Exercise inputs start

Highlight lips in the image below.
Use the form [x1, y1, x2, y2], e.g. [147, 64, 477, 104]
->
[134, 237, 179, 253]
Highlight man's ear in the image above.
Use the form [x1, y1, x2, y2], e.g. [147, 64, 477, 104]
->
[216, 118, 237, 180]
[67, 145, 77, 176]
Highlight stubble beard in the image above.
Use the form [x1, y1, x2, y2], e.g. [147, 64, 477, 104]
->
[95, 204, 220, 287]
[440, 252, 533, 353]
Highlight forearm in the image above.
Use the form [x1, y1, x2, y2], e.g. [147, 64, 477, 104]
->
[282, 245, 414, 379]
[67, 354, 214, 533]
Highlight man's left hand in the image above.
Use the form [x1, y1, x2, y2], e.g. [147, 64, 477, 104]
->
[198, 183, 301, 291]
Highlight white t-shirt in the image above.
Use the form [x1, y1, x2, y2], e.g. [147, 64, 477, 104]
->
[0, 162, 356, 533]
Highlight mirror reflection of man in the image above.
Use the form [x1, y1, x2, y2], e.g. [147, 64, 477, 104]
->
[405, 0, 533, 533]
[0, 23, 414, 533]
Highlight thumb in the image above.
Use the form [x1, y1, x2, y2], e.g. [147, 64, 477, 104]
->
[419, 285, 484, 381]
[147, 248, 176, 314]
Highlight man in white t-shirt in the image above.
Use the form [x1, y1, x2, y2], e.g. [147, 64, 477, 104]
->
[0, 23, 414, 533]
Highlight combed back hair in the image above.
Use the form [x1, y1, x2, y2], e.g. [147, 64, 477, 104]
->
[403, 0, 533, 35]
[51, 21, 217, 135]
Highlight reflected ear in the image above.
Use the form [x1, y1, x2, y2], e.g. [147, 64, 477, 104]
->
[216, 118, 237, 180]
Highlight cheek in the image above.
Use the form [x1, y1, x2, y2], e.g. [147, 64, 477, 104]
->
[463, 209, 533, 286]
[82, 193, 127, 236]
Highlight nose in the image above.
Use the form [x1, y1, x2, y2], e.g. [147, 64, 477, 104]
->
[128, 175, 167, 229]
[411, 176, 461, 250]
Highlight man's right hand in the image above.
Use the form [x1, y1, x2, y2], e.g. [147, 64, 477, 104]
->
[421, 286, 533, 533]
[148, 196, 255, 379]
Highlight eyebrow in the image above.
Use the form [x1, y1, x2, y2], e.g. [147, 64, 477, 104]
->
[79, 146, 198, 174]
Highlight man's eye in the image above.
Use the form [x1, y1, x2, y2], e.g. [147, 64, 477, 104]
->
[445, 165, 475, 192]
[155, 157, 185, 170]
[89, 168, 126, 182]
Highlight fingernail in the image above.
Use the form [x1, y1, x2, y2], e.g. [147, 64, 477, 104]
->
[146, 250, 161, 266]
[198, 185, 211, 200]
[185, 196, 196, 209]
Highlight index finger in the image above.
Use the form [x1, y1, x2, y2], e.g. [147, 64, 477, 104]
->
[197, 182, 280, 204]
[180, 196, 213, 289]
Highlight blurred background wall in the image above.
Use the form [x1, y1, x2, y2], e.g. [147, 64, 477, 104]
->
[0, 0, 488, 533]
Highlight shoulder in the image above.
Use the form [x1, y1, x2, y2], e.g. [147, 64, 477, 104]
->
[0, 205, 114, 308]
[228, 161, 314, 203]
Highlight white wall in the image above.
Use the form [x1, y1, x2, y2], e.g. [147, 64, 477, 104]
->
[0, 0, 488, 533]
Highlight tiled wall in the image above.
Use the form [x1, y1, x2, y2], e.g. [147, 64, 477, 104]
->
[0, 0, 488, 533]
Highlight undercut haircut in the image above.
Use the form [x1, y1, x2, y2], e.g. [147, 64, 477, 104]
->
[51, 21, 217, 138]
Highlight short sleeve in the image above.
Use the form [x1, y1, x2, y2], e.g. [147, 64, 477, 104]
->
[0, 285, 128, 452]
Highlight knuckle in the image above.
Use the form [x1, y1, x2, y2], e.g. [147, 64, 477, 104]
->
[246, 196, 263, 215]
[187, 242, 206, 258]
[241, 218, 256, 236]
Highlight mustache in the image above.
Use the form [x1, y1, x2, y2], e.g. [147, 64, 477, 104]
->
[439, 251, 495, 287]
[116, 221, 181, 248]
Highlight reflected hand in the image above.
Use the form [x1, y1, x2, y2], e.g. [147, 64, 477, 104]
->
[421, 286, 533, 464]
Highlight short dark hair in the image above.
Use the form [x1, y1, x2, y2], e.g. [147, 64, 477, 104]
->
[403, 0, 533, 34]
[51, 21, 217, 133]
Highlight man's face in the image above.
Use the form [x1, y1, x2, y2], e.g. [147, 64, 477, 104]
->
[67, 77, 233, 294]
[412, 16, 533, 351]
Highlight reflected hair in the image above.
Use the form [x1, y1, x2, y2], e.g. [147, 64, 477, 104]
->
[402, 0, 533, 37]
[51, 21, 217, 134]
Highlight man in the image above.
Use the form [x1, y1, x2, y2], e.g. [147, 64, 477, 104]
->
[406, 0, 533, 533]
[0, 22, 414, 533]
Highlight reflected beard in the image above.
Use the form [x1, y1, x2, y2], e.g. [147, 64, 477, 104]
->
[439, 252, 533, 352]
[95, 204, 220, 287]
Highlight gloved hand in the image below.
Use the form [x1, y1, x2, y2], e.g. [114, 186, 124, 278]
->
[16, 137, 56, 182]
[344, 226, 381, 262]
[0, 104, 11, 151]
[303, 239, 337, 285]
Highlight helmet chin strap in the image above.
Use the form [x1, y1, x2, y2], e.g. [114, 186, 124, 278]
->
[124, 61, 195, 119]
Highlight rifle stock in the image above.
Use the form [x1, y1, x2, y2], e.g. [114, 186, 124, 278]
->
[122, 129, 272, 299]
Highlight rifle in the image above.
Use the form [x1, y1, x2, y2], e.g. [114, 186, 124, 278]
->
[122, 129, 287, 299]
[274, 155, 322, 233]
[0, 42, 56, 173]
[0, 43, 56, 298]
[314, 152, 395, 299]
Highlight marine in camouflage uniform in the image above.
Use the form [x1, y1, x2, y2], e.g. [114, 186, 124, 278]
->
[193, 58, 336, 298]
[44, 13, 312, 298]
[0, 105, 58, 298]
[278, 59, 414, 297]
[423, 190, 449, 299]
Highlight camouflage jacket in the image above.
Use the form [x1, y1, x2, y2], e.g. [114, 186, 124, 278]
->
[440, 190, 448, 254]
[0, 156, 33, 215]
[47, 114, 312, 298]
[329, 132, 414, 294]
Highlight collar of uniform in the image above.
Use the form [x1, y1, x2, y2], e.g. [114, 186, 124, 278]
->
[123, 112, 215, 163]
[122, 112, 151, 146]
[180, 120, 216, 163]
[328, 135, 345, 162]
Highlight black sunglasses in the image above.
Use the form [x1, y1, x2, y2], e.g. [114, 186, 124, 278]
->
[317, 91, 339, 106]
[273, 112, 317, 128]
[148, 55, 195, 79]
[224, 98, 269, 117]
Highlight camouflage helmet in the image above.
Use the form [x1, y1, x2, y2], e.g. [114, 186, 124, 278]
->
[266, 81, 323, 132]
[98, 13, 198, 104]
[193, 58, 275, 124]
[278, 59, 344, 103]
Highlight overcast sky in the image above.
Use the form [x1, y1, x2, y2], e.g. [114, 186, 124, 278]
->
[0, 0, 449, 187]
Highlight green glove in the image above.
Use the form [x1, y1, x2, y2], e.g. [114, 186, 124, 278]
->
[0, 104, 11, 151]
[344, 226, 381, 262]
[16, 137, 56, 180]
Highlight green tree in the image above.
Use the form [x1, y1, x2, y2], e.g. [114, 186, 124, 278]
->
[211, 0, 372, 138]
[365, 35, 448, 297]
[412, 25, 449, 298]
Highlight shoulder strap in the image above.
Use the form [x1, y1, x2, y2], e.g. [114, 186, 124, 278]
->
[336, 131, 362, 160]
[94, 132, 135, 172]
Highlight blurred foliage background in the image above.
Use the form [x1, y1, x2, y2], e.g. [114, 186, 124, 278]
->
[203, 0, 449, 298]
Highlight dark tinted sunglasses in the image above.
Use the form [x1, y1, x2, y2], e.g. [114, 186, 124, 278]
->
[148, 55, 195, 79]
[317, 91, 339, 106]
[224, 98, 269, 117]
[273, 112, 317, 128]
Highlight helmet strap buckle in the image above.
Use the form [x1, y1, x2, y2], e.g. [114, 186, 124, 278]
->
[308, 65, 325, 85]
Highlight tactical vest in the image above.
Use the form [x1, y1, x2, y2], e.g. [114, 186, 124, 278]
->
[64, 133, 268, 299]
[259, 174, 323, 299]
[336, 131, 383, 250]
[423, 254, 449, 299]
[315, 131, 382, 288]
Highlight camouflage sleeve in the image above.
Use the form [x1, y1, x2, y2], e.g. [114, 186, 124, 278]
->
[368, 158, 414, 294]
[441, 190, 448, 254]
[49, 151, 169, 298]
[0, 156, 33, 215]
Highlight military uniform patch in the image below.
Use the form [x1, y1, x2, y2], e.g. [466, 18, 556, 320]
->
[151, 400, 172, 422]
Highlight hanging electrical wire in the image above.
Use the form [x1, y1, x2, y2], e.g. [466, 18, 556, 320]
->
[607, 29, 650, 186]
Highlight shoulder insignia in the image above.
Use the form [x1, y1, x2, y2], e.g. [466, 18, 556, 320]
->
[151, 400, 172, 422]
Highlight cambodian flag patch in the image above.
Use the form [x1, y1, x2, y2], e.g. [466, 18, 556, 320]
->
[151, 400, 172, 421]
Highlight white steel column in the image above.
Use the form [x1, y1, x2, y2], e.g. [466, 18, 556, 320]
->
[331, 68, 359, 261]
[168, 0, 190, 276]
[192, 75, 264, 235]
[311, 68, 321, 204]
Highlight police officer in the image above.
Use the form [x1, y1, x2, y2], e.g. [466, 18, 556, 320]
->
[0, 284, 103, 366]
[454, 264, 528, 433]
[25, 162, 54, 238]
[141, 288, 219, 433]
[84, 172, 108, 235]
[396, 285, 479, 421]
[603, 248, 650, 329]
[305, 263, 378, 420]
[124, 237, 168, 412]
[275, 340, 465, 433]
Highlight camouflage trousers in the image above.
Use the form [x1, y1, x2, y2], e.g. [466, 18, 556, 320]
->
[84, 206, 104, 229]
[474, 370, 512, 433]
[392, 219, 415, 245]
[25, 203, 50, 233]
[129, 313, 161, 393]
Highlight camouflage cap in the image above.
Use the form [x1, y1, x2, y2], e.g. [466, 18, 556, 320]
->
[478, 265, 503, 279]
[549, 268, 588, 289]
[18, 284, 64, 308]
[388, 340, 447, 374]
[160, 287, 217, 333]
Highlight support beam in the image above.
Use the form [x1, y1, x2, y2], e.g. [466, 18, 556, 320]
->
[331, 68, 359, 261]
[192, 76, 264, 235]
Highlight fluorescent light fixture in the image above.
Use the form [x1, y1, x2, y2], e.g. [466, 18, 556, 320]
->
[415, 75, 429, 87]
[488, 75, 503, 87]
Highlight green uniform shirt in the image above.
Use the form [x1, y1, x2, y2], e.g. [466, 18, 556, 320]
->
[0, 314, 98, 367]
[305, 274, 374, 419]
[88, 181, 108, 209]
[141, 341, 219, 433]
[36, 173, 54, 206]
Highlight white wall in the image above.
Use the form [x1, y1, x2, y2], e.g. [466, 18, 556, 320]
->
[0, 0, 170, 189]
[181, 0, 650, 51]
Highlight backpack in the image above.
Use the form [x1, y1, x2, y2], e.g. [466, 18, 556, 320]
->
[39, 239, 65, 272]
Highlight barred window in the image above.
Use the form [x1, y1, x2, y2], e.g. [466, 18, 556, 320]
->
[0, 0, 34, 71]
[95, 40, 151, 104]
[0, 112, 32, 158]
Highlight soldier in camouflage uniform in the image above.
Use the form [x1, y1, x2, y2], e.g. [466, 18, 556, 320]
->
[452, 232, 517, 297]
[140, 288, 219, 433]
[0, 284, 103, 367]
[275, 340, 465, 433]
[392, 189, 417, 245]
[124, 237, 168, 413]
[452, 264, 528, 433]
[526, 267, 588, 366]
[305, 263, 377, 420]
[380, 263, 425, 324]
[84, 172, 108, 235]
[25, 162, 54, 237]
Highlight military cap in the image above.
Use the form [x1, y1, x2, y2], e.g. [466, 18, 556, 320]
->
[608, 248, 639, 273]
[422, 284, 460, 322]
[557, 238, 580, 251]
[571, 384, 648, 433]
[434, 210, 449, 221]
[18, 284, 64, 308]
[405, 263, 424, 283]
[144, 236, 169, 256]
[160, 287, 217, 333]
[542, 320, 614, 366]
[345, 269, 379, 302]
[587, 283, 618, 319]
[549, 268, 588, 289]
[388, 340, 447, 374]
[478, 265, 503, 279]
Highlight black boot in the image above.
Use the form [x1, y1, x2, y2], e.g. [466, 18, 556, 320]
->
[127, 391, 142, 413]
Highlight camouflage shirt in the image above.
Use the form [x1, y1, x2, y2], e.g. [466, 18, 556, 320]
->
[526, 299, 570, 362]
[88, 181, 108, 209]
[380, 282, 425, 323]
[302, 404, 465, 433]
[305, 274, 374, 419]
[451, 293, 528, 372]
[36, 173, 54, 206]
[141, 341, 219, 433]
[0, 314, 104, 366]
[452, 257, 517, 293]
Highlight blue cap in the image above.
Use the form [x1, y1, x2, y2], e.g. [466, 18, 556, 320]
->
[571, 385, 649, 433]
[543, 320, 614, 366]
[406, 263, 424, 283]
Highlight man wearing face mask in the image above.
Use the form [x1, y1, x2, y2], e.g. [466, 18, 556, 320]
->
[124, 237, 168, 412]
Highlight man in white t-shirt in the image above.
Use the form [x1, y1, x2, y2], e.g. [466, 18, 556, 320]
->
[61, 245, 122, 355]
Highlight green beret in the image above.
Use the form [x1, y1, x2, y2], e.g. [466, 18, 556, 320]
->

Exercise inputs end

Problem requirements → Make an exact copy of every line from the one with "Highlight backpack in the image above." to the end of the data, with the first and last of those lines included.

Solution →
Highlight backpack in the image above.
Use the form [x1, y1, x2, y2], e.g. [466, 18, 556, 320]
->
[39, 239, 65, 272]
Highlight barred window in the image above.
Use the form [x1, y1, x2, y2], e.g. [466, 18, 556, 320]
->
[0, 0, 34, 71]
[95, 40, 151, 104]
[0, 112, 32, 158]
Highlight soldier in camouflage uniform in the image above.
Use the form [x1, y1, x2, y2], e.g. [466, 18, 556, 320]
->
[452, 232, 517, 297]
[140, 288, 219, 433]
[0, 284, 103, 367]
[275, 340, 465, 433]
[392, 189, 417, 245]
[124, 237, 168, 413]
[452, 264, 528, 433]
[526, 267, 588, 366]
[305, 263, 377, 420]
[380, 263, 425, 324]
[84, 172, 108, 235]
[25, 162, 54, 237]
Highlight military cap in the image above.
Use the form [x1, y1, x2, y2], e.g. [466, 18, 556, 320]
->
[608, 248, 639, 273]
[422, 284, 460, 322]
[557, 238, 580, 251]
[571, 384, 648, 433]
[434, 210, 449, 221]
[18, 284, 64, 308]
[405, 263, 424, 283]
[144, 236, 169, 256]
[160, 287, 217, 333]
[542, 320, 614, 366]
[345, 269, 379, 302]
[587, 283, 618, 319]
[549, 268, 588, 289]
[388, 340, 447, 374]
[478, 265, 503, 279]
Highlight black boot in the image above.
Use the form [x1, y1, x2, y2], e.g. [466, 18, 556, 320]
->
[127, 391, 142, 413]
Highlight camouflage shirt in the image above.
Use the form [x1, y1, x2, y2], e.g. [466, 18, 556, 320]
->
[526, 299, 570, 362]
[88, 181, 108, 209]
[380, 282, 425, 323]
[302, 404, 465, 433]
[305, 274, 374, 419]
[451, 293, 528, 372]
[36, 173, 54, 206]
[141, 341, 219, 433]
[0, 314, 104, 366]
[452, 257, 517, 293]
Highlight blue cap in the image above.
Use the form [x1, y1, x2, y2], e.g. [466, 18, 556, 320]
->
[571, 385, 649, 433]
[543, 320, 614, 366]
[406, 263, 424, 283]
Highlight man wearing face mask in the image above.
Use the form [x1, y1, x2, y2], e.g. [466, 18, 556, 320]
->
[124, 237, 168, 412]
Highlight man in white t-shirt in the image above.
Use the form [x1, y1, x2, y2], e.g. [466, 18, 556, 320]
->
[61, 245, 122, 355]
Highlight green beret in the image above.
Use the form [x1, y1, x2, y2], e.g. [466, 18, 556, 320]
->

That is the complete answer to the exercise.